▶ _Stored rows_:
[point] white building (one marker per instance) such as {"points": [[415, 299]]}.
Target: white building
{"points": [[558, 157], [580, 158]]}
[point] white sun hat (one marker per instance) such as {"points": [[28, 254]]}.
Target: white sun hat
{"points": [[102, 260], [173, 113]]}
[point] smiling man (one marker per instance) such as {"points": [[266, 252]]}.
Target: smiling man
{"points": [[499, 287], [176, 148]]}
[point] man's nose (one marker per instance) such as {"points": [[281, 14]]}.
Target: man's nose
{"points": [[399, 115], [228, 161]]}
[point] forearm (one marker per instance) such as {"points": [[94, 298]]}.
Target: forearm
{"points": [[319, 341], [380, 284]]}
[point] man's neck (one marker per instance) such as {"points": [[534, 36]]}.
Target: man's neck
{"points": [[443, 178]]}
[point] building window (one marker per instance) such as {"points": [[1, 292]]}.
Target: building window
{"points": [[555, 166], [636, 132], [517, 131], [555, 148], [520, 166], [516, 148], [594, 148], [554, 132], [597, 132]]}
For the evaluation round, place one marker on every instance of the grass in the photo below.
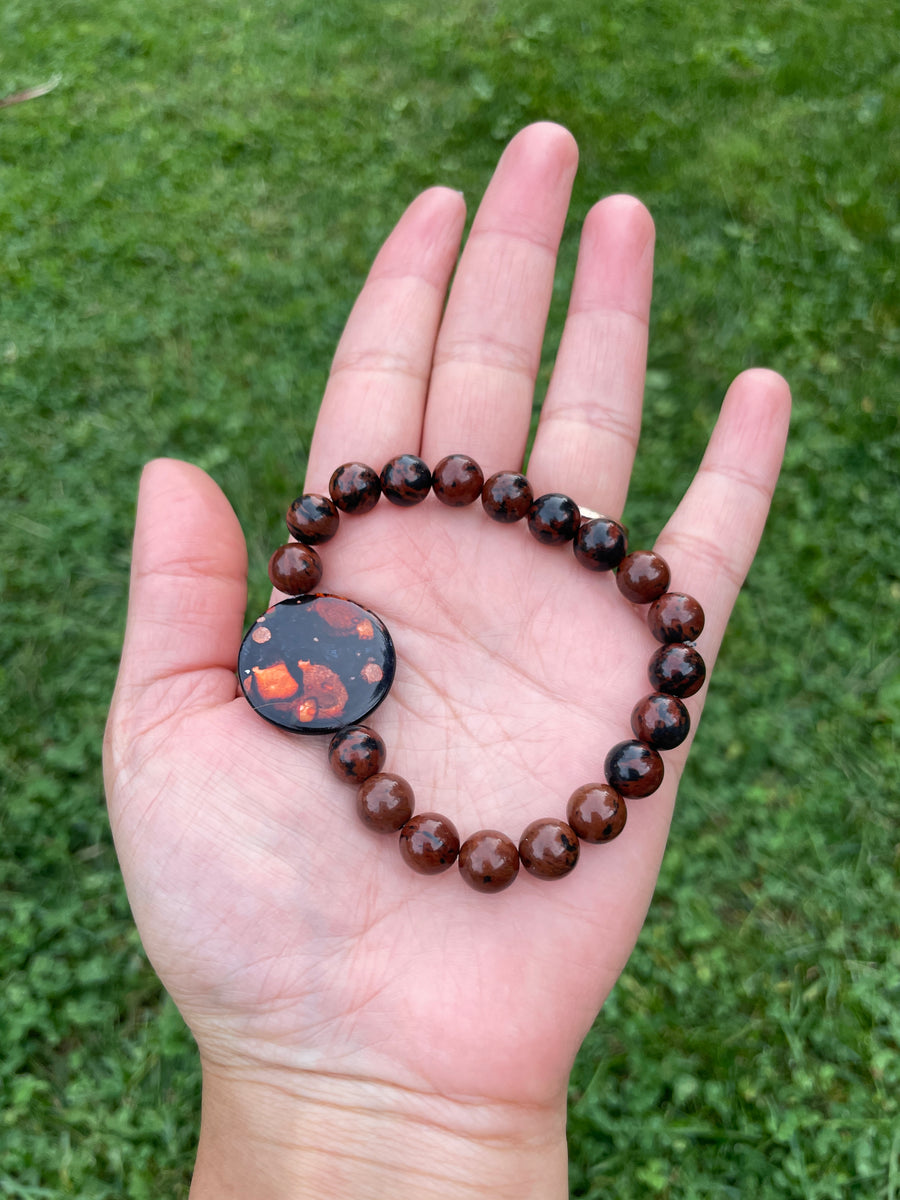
(184, 222)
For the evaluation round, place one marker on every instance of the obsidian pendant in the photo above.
(313, 664)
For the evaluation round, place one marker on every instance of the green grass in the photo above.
(184, 223)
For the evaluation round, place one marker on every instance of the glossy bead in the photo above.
(676, 617)
(355, 487)
(295, 569)
(600, 544)
(406, 480)
(507, 497)
(661, 721)
(677, 669)
(355, 754)
(597, 813)
(553, 519)
(315, 664)
(312, 519)
(634, 769)
(489, 861)
(549, 849)
(430, 844)
(457, 480)
(385, 803)
(642, 576)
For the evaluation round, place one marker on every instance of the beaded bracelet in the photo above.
(321, 664)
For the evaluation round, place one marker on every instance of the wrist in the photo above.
(358, 1139)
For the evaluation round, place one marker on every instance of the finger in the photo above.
(189, 586)
(490, 343)
(591, 419)
(711, 540)
(375, 399)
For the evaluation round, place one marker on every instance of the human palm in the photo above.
(293, 939)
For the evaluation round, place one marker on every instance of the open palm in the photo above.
(293, 939)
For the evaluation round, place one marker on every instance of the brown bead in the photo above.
(597, 813)
(489, 861)
(678, 670)
(553, 519)
(457, 480)
(661, 721)
(295, 569)
(355, 754)
(600, 544)
(549, 849)
(507, 497)
(634, 769)
(312, 519)
(676, 617)
(430, 844)
(642, 576)
(385, 803)
(406, 480)
(355, 487)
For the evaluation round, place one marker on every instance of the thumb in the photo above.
(189, 591)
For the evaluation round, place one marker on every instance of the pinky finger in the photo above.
(712, 537)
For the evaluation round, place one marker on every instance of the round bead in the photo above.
(676, 617)
(549, 849)
(677, 669)
(661, 721)
(642, 576)
(430, 844)
(315, 664)
(597, 813)
(295, 569)
(600, 544)
(312, 519)
(406, 480)
(507, 497)
(457, 480)
(634, 769)
(553, 519)
(355, 487)
(385, 803)
(355, 754)
(489, 861)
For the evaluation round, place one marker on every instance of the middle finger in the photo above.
(489, 348)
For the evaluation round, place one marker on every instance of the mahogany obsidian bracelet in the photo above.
(321, 664)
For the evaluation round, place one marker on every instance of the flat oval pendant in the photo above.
(313, 664)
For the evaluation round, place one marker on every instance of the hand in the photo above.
(358, 1021)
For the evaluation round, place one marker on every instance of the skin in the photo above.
(363, 1029)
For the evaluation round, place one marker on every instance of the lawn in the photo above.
(184, 222)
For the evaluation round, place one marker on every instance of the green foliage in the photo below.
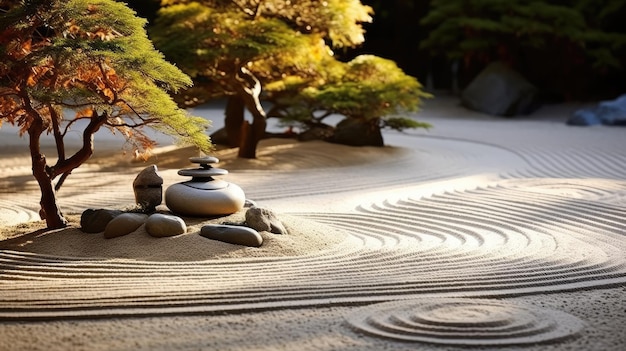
(287, 46)
(368, 87)
(489, 29)
(94, 54)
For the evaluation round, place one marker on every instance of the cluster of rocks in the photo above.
(202, 196)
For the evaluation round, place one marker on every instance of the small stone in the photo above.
(264, 220)
(232, 234)
(148, 187)
(162, 225)
(95, 221)
(123, 224)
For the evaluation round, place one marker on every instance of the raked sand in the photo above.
(499, 234)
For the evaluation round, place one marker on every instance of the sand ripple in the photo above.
(496, 241)
(464, 322)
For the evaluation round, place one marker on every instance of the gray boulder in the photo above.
(162, 225)
(95, 221)
(124, 224)
(500, 91)
(354, 132)
(148, 187)
(264, 220)
(232, 234)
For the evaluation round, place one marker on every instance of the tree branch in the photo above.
(82, 155)
(56, 130)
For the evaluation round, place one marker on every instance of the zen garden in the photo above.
(312, 175)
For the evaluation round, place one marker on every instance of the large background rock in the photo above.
(500, 91)
(354, 132)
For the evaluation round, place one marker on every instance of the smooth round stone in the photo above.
(185, 199)
(232, 234)
(124, 224)
(161, 225)
(95, 221)
(203, 172)
(210, 184)
(204, 159)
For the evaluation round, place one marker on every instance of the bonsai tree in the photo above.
(372, 92)
(228, 46)
(92, 57)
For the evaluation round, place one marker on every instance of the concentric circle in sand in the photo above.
(464, 322)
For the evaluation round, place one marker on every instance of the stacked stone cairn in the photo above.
(202, 196)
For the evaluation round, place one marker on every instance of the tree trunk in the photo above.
(50, 212)
(233, 119)
(249, 89)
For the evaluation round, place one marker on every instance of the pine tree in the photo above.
(92, 57)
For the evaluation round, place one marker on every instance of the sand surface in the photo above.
(499, 234)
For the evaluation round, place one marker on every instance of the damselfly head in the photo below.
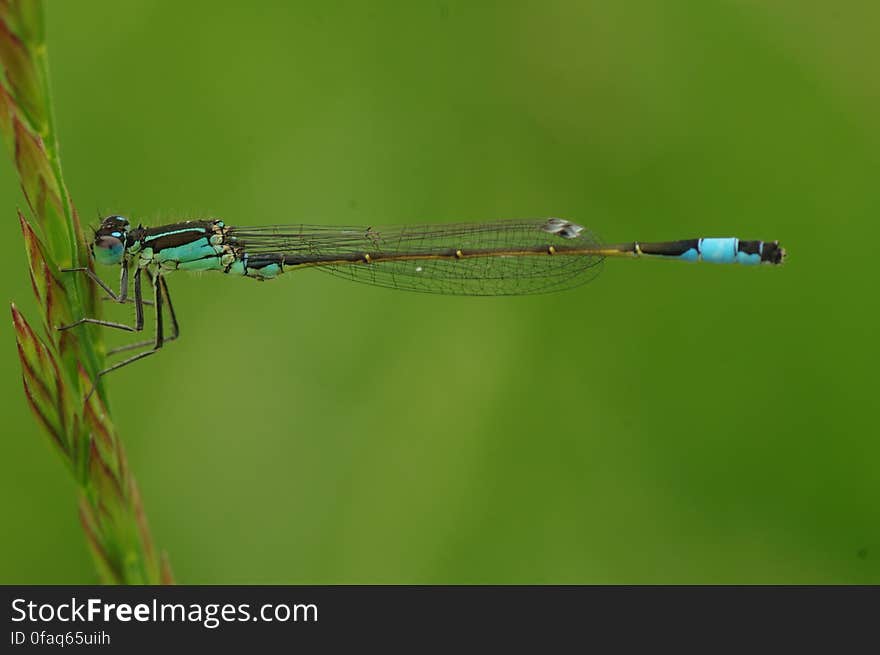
(772, 253)
(109, 244)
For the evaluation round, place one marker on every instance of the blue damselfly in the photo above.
(511, 257)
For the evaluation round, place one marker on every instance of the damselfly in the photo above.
(479, 259)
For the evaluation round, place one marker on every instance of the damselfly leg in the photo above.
(161, 299)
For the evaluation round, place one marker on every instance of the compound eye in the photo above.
(108, 249)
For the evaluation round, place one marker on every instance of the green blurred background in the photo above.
(668, 423)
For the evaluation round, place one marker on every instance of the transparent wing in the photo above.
(497, 258)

▶ _Objective_: Reproduce all of the data above verbatim, but leave the pictures out of your copy.

▶ _Exercise solution_:
[point] white building (one marker per instance) such as {"points": [[415, 299]]}.
Target: white building
{"points": [[558, 157], [580, 158]]}
[point] white sun hat (one marker per instance) such as {"points": [[28, 254]]}.
Target: white sun hat
{"points": [[102, 260], [173, 113]]}
[point] smiling man (one marker per instance) such as {"points": [[266, 252]]}.
Target: smiling man
{"points": [[499, 287], [176, 148]]}
[point] man's nose (one marker per instance) such as {"points": [[281, 14]]}.
Target: man's nose
{"points": [[399, 115], [228, 161]]}
[point] forearm (one marker per instance) such as {"points": [[94, 298]]}.
Target: forearm
{"points": [[319, 341], [380, 284]]}
[point] man's neck (one marker per instance) such as {"points": [[534, 36]]}.
Target: man's neck
{"points": [[443, 178]]}
[point] building window (one marker per instance) such as {"points": [[1, 292]]}.
Target: building window
{"points": [[555, 166], [636, 132], [517, 131], [555, 148], [520, 166], [516, 148], [594, 148], [554, 132], [597, 132]]}
For the evaluation round, place one marker on every instance of the grass in the photo below.
(184, 222)
For the evaluation round, place one marker on every instance of the obsidian pendant in the photo above.
(313, 664)
For the evaluation round, place one marker on every instance of the green grass in the photo above.
(184, 223)
For the evaluation round, place one marker on every instance of the glossy bead in the photo above.
(676, 617)
(355, 487)
(295, 569)
(600, 544)
(406, 480)
(507, 497)
(661, 721)
(677, 669)
(355, 754)
(597, 813)
(553, 519)
(315, 664)
(312, 519)
(634, 769)
(489, 861)
(549, 849)
(430, 844)
(457, 480)
(385, 803)
(642, 576)
For the evaluation round, place one marker on every instance of the beaded bracelet in the photo above.
(321, 664)
For the evaluation round, place one marker on every instance of the wrist in the photo above.
(358, 1139)
For the evaluation round, place one marker on every instance of the finger in the photo above.
(189, 586)
(490, 343)
(591, 419)
(711, 540)
(375, 399)
For the evaluation round, place one marker on every instance of the human palm in the photo above.
(293, 939)
For the evaluation round, place one marker on every instance of the open palm in the photo above.
(293, 939)
For the evaluation round, place one marker on every instance of the brown bead in the photo above.
(597, 813)
(489, 861)
(678, 670)
(553, 519)
(457, 480)
(661, 721)
(295, 569)
(355, 754)
(600, 544)
(549, 849)
(507, 497)
(634, 769)
(312, 519)
(676, 617)
(430, 844)
(642, 576)
(385, 803)
(406, 480)
(355, 487)
For the evaluation round, place one marker on every instance of the thumb in the photo above.
(189, 591)
For the evaluation round, place one marker on every instance of the pinky finger in the photo above.
(712, 537)
For the evaluation round, place one marker on every instance of the round bead in the photo above.
(676, 617)
(549, 849)
(677, 669)
(661, 721)
(642, 576)
(430, 844)
(315, 664)
(597, 813)
(295, 569)
(600, 544)
(312, 519)
(406, 480)
(507, 497)
(457, 480)
(634, 769)
(553, 519)
(355, 487)
(385, 803)
(355, 754)
(489, 861)
For the evaluation round, place one marker on every instance of the middle finger in the photo above.
(489, 348)
For the evaluation round, place one marker on every instance of the mahogany obsidian bracelet in the photo above.
(321, 664)
For the evaluation round, place one marker on every instance of the flat oval pendant in the photo above.
(313, 664)
For the evaluation round, place one marker on every instance of the hand in the photo above.
(358, 1021)
For the evaluation round, place one marker on every instance of the skin in the photo above.
(363, 1029)
For the evaluation round, place one marker on every instance of the lawn in the photo above.
(184, 222)
For the evaluation round, place one marker on every instance of the green foliage in the photo below.
(287, 46)
(368, 87)
(489, 29)
(94, 54)
For the evaluation round, place one marker on every instance of the cluster of rocks in the photo above.
(202, 196)
For the evaluation round, place one marker on every instance of the small stone in the photo above.
(264, 220)
(232, 234)
(148, 187)
(162, 225)
(95, 221)
(123, 224)
For the evaluation round, place one marker on every instance of the raked sand in the photo above.
(499, 234)
For the evaluation round, place one marker on every instance of the sand ripple in the photo above.
(496, 241)
(464, 322)
For the evaluation round, place one marker on every instance of the gray boulder in the photo above.
(162, 225)
(95, 221)
(124, 224)
(500, 91)
(354, 132)
(148, 187)
(264, 220)
(232, 234)
For the evaluation round, place one marker on every instance of the tree branch in the photo above.
(82, 155)
(56, 130)
For the evaluation round, place one marker on every instance of the zen garden in the photo above.
(312, 175)
For the evaluation round, place one marker on every instance of the large background rock in the photo above.
(500, 91)
(354, 132)
For the evaluation round, place one marker on every instance of the smooth round stone in the photo above.
(185, 199)
(232, 234)
(124, 224)
(161, 225)
(95, 221)
(203, 172)
(210, 184)
(204, 159)
For the evaluation round, place one marker on every instance of the bonsai tree in the photo above.
(372, 92)
(228, 46)
(92, 57)
For the evaluation round, place one marker on every instance of the concentric circle in sand in the photo above.
(464, 322)
For the evaluation round, place one marker on every instance of the stacked stone cairn in the photo above.
(202, 196)
For the evaluation round, place one marker on every instance of the tree trunk in the photo above.
(50, 212)
(233, 119)
(249, 89)
For the evaluation round, place one marker on every instance of the pine tree in the photo above.
(92, 57)
For the evaluation round, place one marker on every instance of the sand surface in the photo above.
(499, 234)
For the evaluation round, place one marker on every instance of the damselfly head in the photo below.
(772, 253)
(109, 244)
For the evaluation round, place one marker on every instance of the blue damselfly in the photo above.
(511, 257)
For the evaluation round, place one marker on every instance of the damselfly in the photo above.
(479, 259)
For the evaluation round, place one marker on every instance of the damselfly leg in the photo above.
(161, 299)
For the evaluation round, place one marker on every instance of the compound eye in the photo above.
(108, 249)
For the evaluation round, place one marker on every instance of the green blurred background in the photo above.
(668, 423)
For the evaluation round, place one marker on every instance of the transparent wing in the photo above.
(497, 258)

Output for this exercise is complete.